# [TRECHO DO DOCUMENTO]
Nesse segundo dia, qualquer juiz que houvesse votado pela absolvição não
poderia mudar seu voto, mas qualquer juiz que, na primeira votação, houvesse
julgado o acusado como "culpado" poderia mudar seu voto.
Durante esse tempo, o acusado ainda era presumido inocente.
Uma outra provisão peculiar da lei Judaica era de grande importância, porque
um veredicto unânime de culpa resultava na absolvição do acusado! Isso derivava
do dever que a corte tinha de proteger e defender o acusado. A lei Mosaica
estabelecia que desde que algum membro da corte tinha que fazer a defesa do
acusado, um veredicto unânime de culpa indicava que ninguém teria feito essa
defesa, que poderia ter havido uma conspiração contra o acusado, e que ele não
teria tido um amigo ou defensor. Tal veredicto unânime era inválido e tinha o
efeito de uma absolvição.
Israel não era uma democracia com Igreja e Estado separados, mas uma
teocracia com Igreja e Estado entrelaçados como uma coisa só. Muitos acreditam
que os altos sacerdotes ordenaram a prisão e julgamento ilegal de Jesus, que
eles foram quem subornaram Judas, que eles sozinhos é que se sentiram ameaçados
pelos ensinamentos de Jesus em público, e que eles sozinhos é que buscaram a
morte de Jesus.

# [TRECHOS DA LISTAGEM]

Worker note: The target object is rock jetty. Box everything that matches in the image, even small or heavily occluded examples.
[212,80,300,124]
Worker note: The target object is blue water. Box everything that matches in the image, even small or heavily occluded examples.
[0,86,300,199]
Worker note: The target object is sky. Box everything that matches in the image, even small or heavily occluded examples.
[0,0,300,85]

---

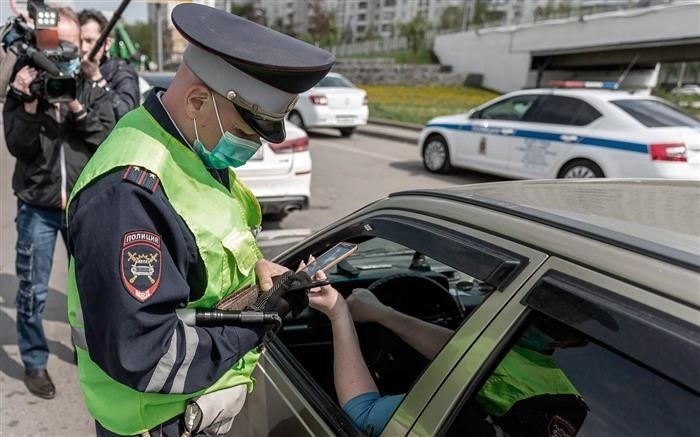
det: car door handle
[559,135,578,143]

# [TAREFA INDICADA]
Continue o trecho sobre a lei judaica e o julgamento de Jesus a partir de onde ele termina. A listagem tem origem em outra fonte.

# [RESPOSTA ABAIXO]
A prisão foi ilegal porque ela veio de noite, em violação à lei. Ela foi
efetuada através das atividades do conspirador Judas Iscariotes em violação à
lei rabínica. Ela não foi resultado de um mandado legal, novamente em violação
ao código Mosaico. Os guardas romanos que prenderam Jesus no Jardim de
Gethsemane e o trouxeram ao tribunal do Sumo Sacerdote não tinham uma ordem de
prisão legal. O julgamento noturno é uma evidência adicional de conspiração
contra Jesus por esses sacerdotes cuja hipocrisia o Carpinteiro denunciava
publicamente. Sob a lei do Sinédrio, o primeiro passo deveria ter sido a
audiência prévia com a leitura das acusações para o réu em uma corte aberta. O
registro (incluindo os escritos de Mateus, Marcos, Lucas, João, Josephus, Philo
e os Manuscritos do Mar Morto) não menciona nenhum audiência prévia. E eu assumo
que Mateus, Marcos, Lucas e João são testemunhas com credibilidade. Nós podemos
crer em seus testemunhos.
O registro diz que a corte procurou testemunhos falsos contra Jesus para
justificar condená-lo à morte mas da primeira tentativa não conseguiram, apesar
dos várias testemunhos falsos que surgiram. Houve perjúrios entre eles mas
ninguém estava disposto a arriscar a terrível conseqüência de mentir contra um
homem acusado de crime capital.
Mas finalmente surgiram duas falsas testemunhas, e nos disseram Mateus e
Marcos que ambos os testemunhos não concordam entre si. A primeira testemunhou
para acusação de blasfêmia dizendo que Jesus havia dito "Eu sou capaz de
destruir o Templo." A segunda testemunhou que Jesus havia dito "Eu vou destruir
esse Templo."
Não houve outras testemunhas além dessas duas, e elas não concordavam entre
si. Jesus deveria ser absolvido ainda antes de ser questionado em sua defesa ...
e certamente sem ser obrigado a testemunhar contra si próprio.
Porém, o sumo sacerdote Caifás invocou Jesus para que se defendesse
(contrariando a lei). "E, levantando-se o sumo sacerdote no Sinédrio, perguntou
a Jesus, dizendo: Nada respondes ? Que testificam estes contra ti?" Jesus não
respondeu.
Em vez de proteger e defender o acusado como requerido pela lei deles, o
próprio sumo sacerdote se tornou o acusador, em franca violação das regras do
julgamento. "Conjuro-te pelo Deus vivo", ele gritou, "que nos digas se tu és o
Cristo, o Filho de Deus!"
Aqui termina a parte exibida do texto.